-- Start Data shown --

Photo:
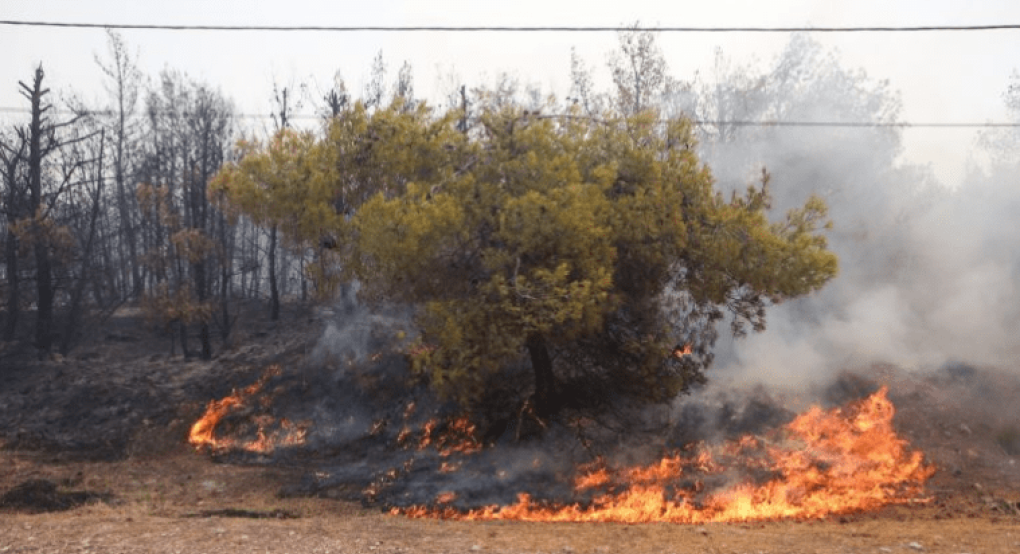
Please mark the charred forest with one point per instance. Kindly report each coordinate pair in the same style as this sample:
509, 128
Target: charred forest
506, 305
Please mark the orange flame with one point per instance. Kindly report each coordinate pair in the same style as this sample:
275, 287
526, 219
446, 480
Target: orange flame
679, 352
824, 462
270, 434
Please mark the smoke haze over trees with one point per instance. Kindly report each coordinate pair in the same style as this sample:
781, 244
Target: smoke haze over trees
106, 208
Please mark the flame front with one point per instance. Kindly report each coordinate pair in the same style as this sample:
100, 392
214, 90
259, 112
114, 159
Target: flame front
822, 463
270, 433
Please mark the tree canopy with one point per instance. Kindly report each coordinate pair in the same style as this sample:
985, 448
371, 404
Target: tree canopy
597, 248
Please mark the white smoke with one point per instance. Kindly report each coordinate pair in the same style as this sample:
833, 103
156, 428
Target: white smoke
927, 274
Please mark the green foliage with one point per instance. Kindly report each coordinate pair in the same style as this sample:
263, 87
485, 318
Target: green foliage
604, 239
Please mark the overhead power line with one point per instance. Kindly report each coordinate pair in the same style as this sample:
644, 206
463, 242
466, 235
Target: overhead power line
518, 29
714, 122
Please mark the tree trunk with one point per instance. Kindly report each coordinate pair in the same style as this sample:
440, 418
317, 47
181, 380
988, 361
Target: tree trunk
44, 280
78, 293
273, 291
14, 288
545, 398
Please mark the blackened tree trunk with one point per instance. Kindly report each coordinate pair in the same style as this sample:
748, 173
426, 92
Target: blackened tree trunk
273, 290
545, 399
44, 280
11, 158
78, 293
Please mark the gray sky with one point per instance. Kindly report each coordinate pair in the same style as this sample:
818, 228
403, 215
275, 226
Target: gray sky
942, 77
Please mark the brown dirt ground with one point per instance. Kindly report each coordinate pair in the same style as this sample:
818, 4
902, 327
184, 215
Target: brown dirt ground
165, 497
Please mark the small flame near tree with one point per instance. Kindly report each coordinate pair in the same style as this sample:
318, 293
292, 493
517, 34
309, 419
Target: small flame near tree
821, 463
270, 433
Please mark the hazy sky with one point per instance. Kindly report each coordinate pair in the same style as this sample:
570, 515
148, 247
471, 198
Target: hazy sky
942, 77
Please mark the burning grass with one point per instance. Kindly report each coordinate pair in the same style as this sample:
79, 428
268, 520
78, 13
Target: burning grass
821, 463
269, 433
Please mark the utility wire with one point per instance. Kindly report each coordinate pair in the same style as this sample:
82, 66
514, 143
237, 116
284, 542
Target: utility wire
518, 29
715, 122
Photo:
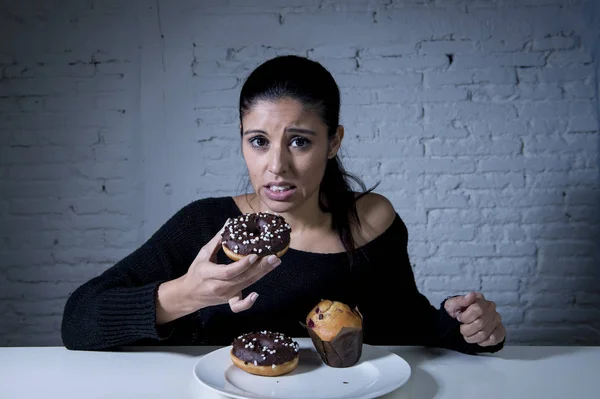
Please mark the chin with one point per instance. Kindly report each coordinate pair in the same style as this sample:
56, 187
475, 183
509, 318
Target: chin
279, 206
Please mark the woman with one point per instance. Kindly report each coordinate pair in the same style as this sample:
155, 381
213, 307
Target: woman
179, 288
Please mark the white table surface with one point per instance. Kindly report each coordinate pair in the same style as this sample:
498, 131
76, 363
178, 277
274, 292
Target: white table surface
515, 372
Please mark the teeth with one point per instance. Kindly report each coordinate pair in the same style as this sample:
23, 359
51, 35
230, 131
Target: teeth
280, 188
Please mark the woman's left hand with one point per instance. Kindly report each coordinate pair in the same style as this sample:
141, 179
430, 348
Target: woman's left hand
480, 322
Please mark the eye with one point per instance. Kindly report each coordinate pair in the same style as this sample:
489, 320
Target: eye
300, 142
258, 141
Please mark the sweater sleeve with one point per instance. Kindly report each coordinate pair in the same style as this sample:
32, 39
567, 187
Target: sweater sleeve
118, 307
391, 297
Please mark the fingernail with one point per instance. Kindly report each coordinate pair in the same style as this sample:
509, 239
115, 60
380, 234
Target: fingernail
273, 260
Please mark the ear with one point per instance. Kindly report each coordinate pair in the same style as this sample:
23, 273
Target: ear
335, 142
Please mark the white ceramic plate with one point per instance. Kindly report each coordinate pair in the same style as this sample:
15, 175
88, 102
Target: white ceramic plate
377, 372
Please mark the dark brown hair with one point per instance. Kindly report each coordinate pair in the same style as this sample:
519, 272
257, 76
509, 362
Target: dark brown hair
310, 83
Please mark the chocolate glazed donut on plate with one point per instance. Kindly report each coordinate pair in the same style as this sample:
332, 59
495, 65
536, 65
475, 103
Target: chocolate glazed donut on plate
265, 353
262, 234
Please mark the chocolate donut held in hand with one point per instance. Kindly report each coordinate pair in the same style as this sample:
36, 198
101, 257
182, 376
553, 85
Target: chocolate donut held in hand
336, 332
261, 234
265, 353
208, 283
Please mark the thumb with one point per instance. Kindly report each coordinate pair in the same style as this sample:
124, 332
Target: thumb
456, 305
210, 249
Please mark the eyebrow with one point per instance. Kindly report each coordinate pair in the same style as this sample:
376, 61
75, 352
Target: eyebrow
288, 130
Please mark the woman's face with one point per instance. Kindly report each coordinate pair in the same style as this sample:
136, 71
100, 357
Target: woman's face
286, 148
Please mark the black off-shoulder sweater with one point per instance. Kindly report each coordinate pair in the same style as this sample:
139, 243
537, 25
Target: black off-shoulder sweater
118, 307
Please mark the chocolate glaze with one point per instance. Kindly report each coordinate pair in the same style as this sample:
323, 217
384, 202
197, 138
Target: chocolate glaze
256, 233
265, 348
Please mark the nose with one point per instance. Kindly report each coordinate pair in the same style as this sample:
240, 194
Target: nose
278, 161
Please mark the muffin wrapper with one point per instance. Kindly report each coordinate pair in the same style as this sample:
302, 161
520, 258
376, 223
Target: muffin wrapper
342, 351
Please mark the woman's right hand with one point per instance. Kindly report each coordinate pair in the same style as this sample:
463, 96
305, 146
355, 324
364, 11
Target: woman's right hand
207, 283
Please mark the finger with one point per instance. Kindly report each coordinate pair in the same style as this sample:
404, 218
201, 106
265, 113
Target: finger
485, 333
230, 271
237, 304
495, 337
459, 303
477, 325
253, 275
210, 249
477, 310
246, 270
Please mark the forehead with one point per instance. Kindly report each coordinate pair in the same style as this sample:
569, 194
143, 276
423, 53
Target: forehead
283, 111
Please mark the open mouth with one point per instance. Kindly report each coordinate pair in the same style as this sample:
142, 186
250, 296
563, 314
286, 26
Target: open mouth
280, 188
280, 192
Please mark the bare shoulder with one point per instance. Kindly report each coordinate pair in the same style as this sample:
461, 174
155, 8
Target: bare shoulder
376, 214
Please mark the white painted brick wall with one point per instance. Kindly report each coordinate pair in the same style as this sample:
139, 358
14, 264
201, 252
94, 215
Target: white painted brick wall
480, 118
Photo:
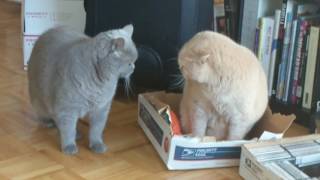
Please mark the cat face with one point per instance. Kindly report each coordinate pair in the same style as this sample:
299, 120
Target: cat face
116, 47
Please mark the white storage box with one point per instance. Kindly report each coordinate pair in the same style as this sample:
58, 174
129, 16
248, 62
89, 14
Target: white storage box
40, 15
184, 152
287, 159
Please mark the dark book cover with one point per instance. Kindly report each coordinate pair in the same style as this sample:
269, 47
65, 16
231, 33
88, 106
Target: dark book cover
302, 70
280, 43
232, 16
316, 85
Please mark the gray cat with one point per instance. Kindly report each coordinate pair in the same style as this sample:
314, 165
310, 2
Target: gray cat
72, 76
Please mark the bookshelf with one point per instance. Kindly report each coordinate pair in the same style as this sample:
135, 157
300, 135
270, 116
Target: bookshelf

-- End Data shown --
-- Start Data shown --

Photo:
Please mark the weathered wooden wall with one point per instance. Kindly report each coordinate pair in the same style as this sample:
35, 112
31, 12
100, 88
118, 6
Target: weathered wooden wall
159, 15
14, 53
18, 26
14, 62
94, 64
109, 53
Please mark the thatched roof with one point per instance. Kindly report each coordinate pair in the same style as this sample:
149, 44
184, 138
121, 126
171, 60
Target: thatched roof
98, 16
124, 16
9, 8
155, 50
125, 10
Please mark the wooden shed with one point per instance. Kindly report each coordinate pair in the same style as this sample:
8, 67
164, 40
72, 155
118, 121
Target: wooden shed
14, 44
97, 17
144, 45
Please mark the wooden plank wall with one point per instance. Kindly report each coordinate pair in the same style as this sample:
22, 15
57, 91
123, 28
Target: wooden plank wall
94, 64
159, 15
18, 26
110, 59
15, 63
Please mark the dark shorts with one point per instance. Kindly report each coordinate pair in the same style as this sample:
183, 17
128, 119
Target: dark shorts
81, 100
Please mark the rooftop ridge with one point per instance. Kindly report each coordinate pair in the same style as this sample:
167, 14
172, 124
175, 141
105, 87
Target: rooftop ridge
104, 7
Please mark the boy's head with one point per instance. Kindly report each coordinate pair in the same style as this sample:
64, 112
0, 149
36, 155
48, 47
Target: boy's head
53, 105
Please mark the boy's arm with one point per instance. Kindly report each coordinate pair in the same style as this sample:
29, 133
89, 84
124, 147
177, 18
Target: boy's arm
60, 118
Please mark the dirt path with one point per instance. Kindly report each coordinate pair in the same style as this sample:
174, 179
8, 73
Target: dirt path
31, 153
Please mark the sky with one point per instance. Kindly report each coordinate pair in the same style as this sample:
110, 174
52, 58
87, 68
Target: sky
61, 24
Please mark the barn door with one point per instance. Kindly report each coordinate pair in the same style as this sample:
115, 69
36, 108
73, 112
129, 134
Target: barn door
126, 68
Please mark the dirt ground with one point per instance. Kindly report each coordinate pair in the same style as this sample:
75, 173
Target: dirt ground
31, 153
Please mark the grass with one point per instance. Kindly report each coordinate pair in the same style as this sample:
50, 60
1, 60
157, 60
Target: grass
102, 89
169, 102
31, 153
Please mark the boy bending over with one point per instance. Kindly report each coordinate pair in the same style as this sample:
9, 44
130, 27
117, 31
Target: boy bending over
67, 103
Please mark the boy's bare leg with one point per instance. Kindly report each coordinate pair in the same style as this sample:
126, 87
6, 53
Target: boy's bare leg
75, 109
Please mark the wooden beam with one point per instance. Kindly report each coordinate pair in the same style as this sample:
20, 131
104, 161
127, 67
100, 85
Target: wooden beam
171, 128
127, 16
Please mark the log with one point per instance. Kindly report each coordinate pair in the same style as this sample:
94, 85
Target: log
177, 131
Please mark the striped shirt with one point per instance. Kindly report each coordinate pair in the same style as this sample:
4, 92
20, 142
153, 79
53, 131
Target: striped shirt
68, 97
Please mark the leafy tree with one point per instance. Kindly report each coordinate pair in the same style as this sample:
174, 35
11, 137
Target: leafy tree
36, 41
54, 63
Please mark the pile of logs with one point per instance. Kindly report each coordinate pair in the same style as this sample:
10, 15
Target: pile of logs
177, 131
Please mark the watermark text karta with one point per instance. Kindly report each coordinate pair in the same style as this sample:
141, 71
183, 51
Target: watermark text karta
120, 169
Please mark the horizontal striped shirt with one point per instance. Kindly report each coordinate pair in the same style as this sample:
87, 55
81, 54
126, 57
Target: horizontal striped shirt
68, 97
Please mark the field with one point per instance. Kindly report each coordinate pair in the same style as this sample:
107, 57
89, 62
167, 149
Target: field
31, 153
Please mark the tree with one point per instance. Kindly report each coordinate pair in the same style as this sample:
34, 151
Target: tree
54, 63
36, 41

-- End Data shown --
-- Start Data shown --

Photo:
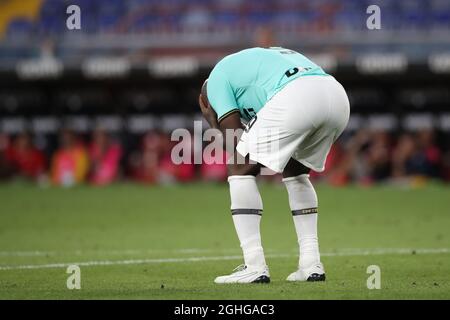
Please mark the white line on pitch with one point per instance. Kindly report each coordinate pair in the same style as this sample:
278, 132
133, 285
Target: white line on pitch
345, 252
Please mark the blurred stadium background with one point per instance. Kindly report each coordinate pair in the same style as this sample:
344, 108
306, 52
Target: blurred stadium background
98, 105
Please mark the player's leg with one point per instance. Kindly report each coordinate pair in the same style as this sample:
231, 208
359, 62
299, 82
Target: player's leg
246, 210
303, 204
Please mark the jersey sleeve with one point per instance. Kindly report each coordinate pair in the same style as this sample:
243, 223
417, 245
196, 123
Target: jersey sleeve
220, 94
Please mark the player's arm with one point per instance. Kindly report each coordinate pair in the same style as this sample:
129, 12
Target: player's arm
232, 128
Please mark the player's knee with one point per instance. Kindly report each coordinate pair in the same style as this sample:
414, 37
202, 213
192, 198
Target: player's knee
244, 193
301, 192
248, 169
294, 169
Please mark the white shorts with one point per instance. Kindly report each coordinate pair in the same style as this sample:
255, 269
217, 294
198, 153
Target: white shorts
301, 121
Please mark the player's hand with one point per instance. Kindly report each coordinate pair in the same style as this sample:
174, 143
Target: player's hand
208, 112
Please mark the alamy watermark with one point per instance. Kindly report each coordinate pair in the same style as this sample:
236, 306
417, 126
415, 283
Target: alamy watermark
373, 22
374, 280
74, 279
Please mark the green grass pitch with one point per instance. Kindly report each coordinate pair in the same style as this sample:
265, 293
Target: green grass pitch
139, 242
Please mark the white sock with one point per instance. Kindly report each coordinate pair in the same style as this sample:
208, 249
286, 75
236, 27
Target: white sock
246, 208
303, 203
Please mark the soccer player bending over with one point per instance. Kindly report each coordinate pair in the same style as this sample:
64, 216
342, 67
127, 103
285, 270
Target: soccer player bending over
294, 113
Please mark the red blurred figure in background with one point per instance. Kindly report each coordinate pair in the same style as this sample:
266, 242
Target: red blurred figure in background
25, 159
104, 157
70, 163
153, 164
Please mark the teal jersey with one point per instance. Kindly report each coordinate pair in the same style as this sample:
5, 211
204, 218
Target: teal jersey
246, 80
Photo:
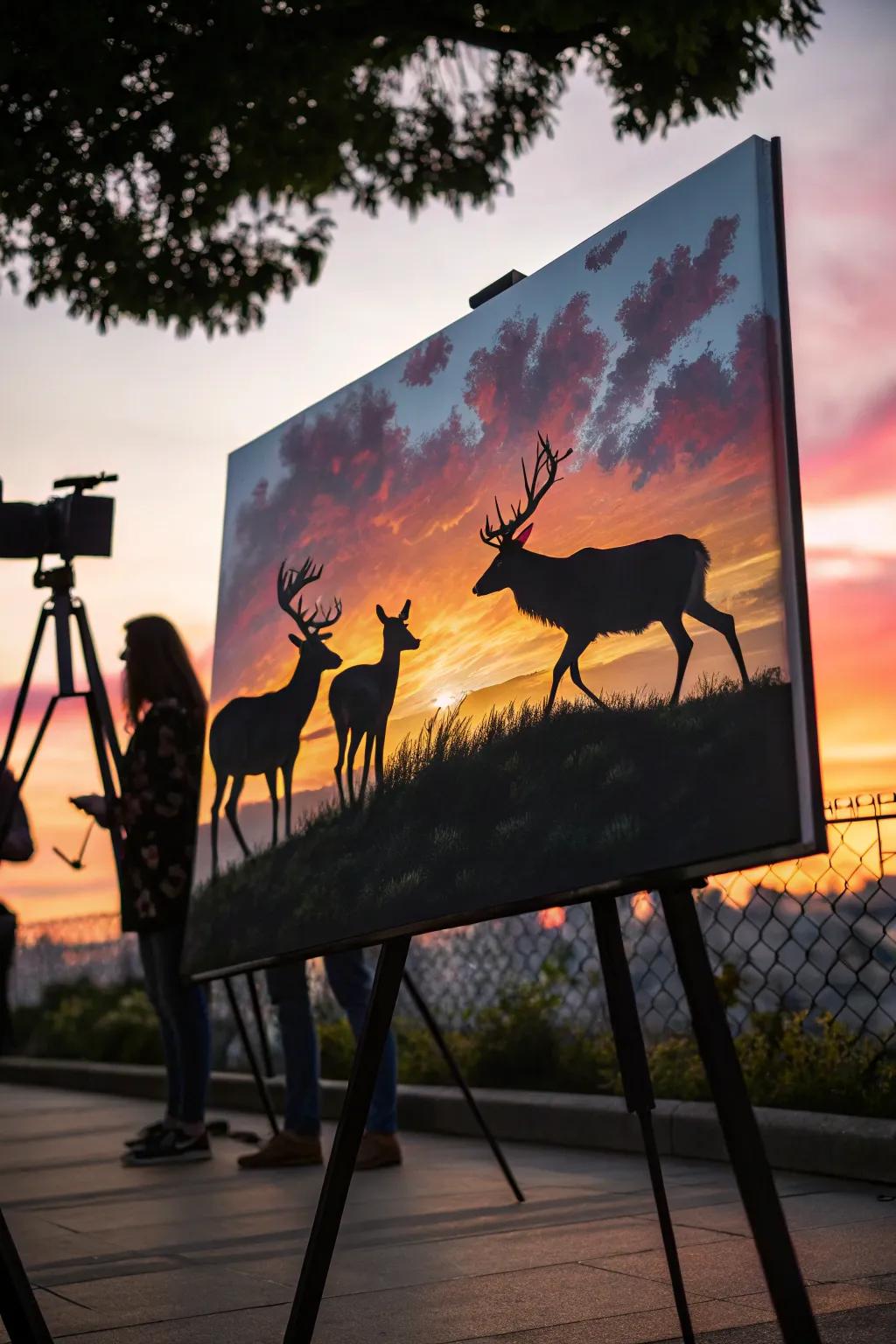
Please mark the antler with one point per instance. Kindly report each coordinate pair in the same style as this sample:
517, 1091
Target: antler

-- End Data shown --

-- What you are asked to do --
Can you copy out the part of the data that opens with the line containing "Please mark the green grass" and closes with the line containing "Target: antler", keeping both of those lines but leaving out the pictures?

-- Response to the exercise --
Please mark the green grass pitch with one point per instance. Kindly report each coordinate pair in the same style as this sample:
265, 293
Target: green grass pitch
139, 242
Please mark the white sock with one point per instance. Kindly report each coordinate pair in the same style as this sample:
208, 249
286, 75
236, 27
Target: white sock
246, 208
303, 203
Please mark the soccer player bending over with one point per instance. Kindly report each coordinate pair in the same style as this sample:
64, 216
342, 67
127, 103
285, 270
Target: soccer player bending over
294, 113
Please mark the red blurred figure in background with one point per instance. Kindly report each coordinate pair in the same style as this sample:
266, 242
Target: red blurred figure in background
25, 159
104, 157
70, 163
153, 164
Please mark the teal jersey with one point per instance. Kindly report each coordinate pair in the same style as this sample:
5, 211
204, 218
Target: teal jersey
246, 80
Photo:
Please mark the antler with one point per instance. Kindly report each coordinate pair in the same style as this sample:
517, 1091
Target: antler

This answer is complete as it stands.